### AIM OF THE TASK:
Reproduce only the lines from the one containing "Hey team, new labeling batch. Target class is snow-capped" through the end of the records, inclusive, with the requests included. Scale each bounding-box coordinate in the answers by 1.2, rounding to whole numbers with halves going up, and leave the numbers in the requests and their format samples as they are.
————
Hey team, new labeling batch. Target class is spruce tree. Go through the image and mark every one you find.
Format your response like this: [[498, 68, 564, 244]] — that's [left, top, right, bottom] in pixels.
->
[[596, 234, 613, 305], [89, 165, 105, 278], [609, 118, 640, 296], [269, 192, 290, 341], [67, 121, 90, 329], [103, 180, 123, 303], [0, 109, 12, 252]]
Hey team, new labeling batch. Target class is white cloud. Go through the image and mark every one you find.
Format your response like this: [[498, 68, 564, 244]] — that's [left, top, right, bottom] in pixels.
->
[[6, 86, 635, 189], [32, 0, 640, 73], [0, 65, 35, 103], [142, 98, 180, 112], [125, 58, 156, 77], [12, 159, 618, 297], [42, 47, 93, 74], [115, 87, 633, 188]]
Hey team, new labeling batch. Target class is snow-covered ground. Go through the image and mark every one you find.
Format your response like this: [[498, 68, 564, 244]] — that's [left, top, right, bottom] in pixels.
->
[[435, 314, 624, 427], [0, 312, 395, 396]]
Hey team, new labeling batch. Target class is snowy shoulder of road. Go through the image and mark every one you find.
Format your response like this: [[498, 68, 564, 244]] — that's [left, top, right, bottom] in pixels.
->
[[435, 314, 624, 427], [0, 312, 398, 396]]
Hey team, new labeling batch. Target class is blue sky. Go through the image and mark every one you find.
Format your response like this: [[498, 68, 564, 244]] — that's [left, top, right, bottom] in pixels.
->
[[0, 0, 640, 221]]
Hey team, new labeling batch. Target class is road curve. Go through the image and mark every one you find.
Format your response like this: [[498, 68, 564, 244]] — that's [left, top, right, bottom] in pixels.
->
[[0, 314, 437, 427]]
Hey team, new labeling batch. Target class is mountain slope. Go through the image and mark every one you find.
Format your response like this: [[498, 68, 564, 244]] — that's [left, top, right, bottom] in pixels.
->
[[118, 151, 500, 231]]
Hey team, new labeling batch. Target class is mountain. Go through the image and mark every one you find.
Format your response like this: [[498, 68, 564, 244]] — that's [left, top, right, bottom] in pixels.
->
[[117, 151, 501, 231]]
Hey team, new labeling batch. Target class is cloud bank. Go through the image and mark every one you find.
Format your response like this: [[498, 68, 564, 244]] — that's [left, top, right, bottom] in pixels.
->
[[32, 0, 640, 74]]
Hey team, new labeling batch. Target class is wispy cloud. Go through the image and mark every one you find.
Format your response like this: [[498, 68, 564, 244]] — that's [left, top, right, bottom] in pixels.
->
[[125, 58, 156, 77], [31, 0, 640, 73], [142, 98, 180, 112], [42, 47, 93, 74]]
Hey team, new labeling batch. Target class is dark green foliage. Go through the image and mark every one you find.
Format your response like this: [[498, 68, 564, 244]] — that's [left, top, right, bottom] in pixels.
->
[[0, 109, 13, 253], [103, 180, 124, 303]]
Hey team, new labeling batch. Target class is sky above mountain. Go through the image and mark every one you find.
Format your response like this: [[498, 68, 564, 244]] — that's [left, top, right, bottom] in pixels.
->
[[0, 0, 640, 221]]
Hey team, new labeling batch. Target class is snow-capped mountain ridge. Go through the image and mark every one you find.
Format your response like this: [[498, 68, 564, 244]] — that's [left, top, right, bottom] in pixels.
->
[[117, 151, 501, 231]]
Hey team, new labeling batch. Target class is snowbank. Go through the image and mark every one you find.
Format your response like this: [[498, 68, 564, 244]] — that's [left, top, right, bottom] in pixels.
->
————
### WORKED ANSWER:
Hey team, new labeling batch. Target class is snow-capped mountain ridge. Go through the image and mark every one you find.
Format your response like this: [[498, 68, 564, 244]] — that's [left, top, right, bottom] in pixels.
->
[[140, 181, 601, 277]]
Hey team, new labeling batch. Target class is snowbank. Go through the image and mark every one you find.
Format your response like this: [[498, 68, 564, 244]] — that's [left, top, right, bottom] in pixels.
->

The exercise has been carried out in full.